WHAT TO WORK ON -> Transcribe the passage of the essay on mental illness between "To be sure, if" and "coming into being.", inclusive.
[PAGE EXCERPT]
The Myth of Mental Illness

I am currently training to become a psychotherapist.

A career pivot that did not arrive as a matter of choice but rather as a deep, mysterious, inconvenient calling.

To be sure, if I had a conscious choice, I would not have chosen this path. The calling arose from within me, autonomously, through the process of navigating life’s challenges, through the unraveling of trauma, and through my unique, ever-evolving journey of coming into being.

I envision using my education and licensure to work with individuals and organizations. Combining well-being and mental health with traditional organizational development, employee experience, and strategy, I believe, is going to be a key differentiator in the future of work (and the world). I envision teams having a trauma-informed counselor on staff conducting regular 1:1 sessions, group work, assessments, and overall helping to establish human-first solutions and skills in the age of AI.

What I am discovering through my learning may surprise you.

Specifically, the scientific underpinnings of mental health disorders, including diagnostic criteria and definitions, are extremely subjective and inextricably linked to culture, societal values, social norms, and expectations that are often defined by people with power and thus reflect and promote their interests and values.
[/PAGE EXCERPT]
[GIVEN RECORDS]
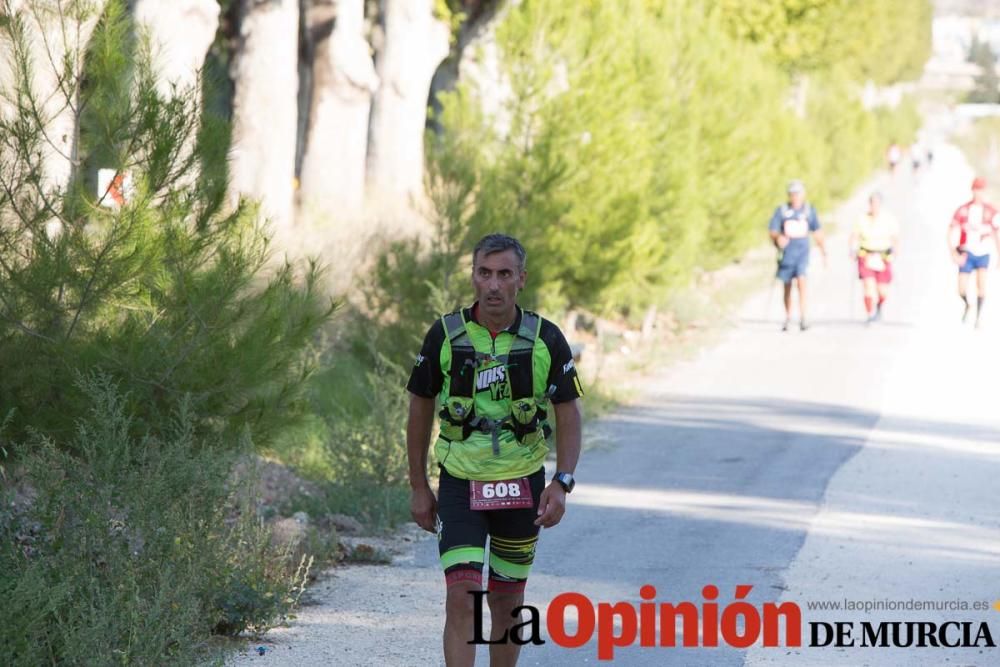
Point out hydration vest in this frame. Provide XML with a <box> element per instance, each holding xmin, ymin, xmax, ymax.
<box><xmin>438</xmin><ymin>310</ymin><xmax>555</xmax><ymax>456</ymax></box>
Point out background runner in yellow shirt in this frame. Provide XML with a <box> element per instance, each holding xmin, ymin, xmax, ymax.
<box><xmin>850</xmin><ymin>192</ymin><xmax>899</xmax><ymax>322</ymax></box>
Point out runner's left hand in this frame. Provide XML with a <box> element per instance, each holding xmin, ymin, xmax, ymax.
<box><xmin>535</xmin><ymin>482</ymin><xmax>566</xmax><ymax>528</ymax></box>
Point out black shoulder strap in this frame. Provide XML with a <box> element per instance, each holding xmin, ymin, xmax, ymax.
<box><xmin>507</xmin><ymin>310</ymin><xmax>542</xmax><ymax>401</ymax></box>
<box><xmin>441</xmin><ymin>310</ymin><xmax>476</xmax><ymax>398</ymax></box>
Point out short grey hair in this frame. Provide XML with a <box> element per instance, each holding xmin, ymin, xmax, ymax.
<box><xmin>472</xmin><ymin>234</ymin><xmax>528</xmax><ymax>271</ymax></box>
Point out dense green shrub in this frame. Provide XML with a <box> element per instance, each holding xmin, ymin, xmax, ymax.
<box><xmin>0</xmin><ymin>377</ymin><xmax>303</xmax><ymax>665</ymax></box>
<box><xmin>0</xmin><ymin>0</ymin><xmax>331</xmax><ymax>442</ymax></box>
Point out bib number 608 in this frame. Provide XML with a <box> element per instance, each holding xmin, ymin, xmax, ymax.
<box><xmin>483</xmin><ymin>482</ymin><xmax>521</xmax><ymax>499</ymax></box>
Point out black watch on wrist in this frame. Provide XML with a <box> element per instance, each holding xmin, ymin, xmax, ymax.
<box><xmin>552</xmin><ymin>472</ymin><xmax>576</xmax><ymax>493</ymax></box>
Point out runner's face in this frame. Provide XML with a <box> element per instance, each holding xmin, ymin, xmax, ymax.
<box><xmin>472</xmin><ymin>250</ymin><xmax>527</xmax><ymax>317</ymax></box>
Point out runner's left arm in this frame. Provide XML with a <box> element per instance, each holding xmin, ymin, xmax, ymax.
<box><xmin>535</xmin><ymin>320</ymin><xmax>583</xmax><ymax>528</ymax></box>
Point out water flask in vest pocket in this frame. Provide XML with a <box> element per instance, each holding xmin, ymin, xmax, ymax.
<box><xmin>440</xmin><ymin>396</ymin><xmax>473</xmax><ymax>440</ymax></box>
<box><xmin>511</xmin><ymin>400</ymin><xmax>545</xmax><ymax>447</ymax></box>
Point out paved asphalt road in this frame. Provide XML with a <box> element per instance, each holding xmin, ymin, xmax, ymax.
<box><xmin>234</xmin><ymin>146</ymin><xmax>1000</xmax><ymax>667</ymax></box>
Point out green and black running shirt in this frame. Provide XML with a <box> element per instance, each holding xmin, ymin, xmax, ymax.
<box><xmin>406</xmin><ymin>305</ymin><xmax>583</xmax><ymax>481</ymax></box>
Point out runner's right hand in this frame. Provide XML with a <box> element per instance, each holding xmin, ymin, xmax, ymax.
<box><xmin>410</xmin><ymin>486</ymin><xmax>437</xmax><ymax>533</ymax></box>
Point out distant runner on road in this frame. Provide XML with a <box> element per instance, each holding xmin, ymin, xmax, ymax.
<box><xmin>768</xmin><ymin>180</ymin><xmax>826</xmax><ymax>331</ymax></box>
<box><xmin>885</xmin><ymin>141</ymin><xmax>903</xmax><ymax>174</ymax></box>
<box><xmin>948</xmin><ymin>177</ymin><xmax>1000</xmax><ymax>328</ymax></box>
<box><xmin>406</xmin><ymin>234</ymin><xmax>583</xmax><ymax>667</ymax></box>
<box><xmin>848</xmin><ymin>192</ymin><xmax>899</xmax><ymax>322</ymax></box>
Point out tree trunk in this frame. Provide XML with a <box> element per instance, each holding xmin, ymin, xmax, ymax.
<box><xmin>367</xmin><ymin>0</ymin><xmax>450</xmax><ymax>222</ymax></box>
<box><xmin>301</xmin><ymin>0</ymin><xmax>378</xmax><ymax>227</ymax></box>
<box><xmin>133</xmin><ymin>0</ymin><xmax>219</xmax><ymax>97</ymax></box>
<box><xmin>230</xmin><ymin>0</ymin><xmax>299</xmax><ymax>238</ymax></box>
<box><xmin>132</xmin><ymin>0</ymin><xmax>219</xmax><ymax>190</ymax></box>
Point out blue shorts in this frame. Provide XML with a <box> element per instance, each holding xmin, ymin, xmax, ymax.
<box><xmin>776</xmin><ymin>255</ymin><xmax>809</xmax><ymax>283</ymax></box>
<box><xmin>958</xmin><ymin>252</ymin><xmax>990</xmax><ymax>273</ymax></box>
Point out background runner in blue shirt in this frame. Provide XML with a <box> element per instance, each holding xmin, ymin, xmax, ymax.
<box><xmin>768</xmin><ymin>181</ymin><xmax>826</xmax><ymax>331</ymax></box>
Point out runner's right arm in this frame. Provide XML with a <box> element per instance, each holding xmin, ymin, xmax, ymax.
<box><xmin>767</xmin><ymin>206</ymin><xmax>788</xmax><ymax>250</ymax></box>
<box><xmin>948</xmin><ymin>211</ymin><xmax>965</xmax><ymax>265</ymax></box>
<box><xmin>406</xmin><ymin>394</ymin><xmax>437</xmax><ymax>533</ymax></box>
<box><xmin>406</xmin><ymin>320</ymin><xmax>445</xmax><ymax>533</ymax></box>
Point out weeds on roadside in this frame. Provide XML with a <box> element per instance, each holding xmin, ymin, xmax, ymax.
<box><xmin>0</xmin><ymin>376</ymin><xmax>311</xmax><ymax>665</ymax></box>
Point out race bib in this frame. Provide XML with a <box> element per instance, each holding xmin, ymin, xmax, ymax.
<box><xmin>784</xmin><ymin>218</ymin><xmax>809</xmax><ymax>239</ymax></box>
<box><xmin>469</xmin><ymin>477</ymin><xmax>534</xmax><ymax>510</ymax></box>
<box><xmin>865</xmin><ymin>252</ymin><xmax>885</xmax><ymax>273</ymax></box>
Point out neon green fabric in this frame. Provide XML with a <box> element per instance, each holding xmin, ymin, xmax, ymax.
<box><xmin>434</xmin><ymin>310</ymin><xmax>552</xmax><ymax>481</ymax></box>
<box><xmin>490</xmin><ymin>553</ymin><xmax>531</xmax><ymax>579</ymax></box>
<box><xmin>441</xmin><ymin>547</ymin><xmax>486</xmax><ymax>570</ymax></box>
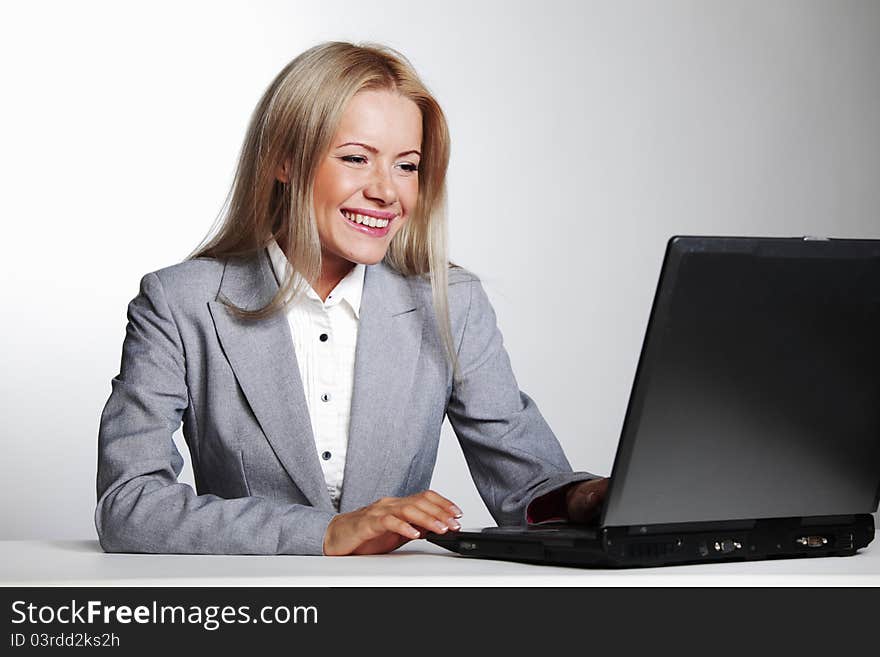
[/GIVEN RECORDS]
OUTPUT OF THE TASK ->
To be sure, if I had a conscious choice, I would not have chosen this path. The calling arose from within me, autonomously, through the process of navigating life’s challenges, through the unraveling of trauma, and through my unique, ever-evolving journey of coming into being.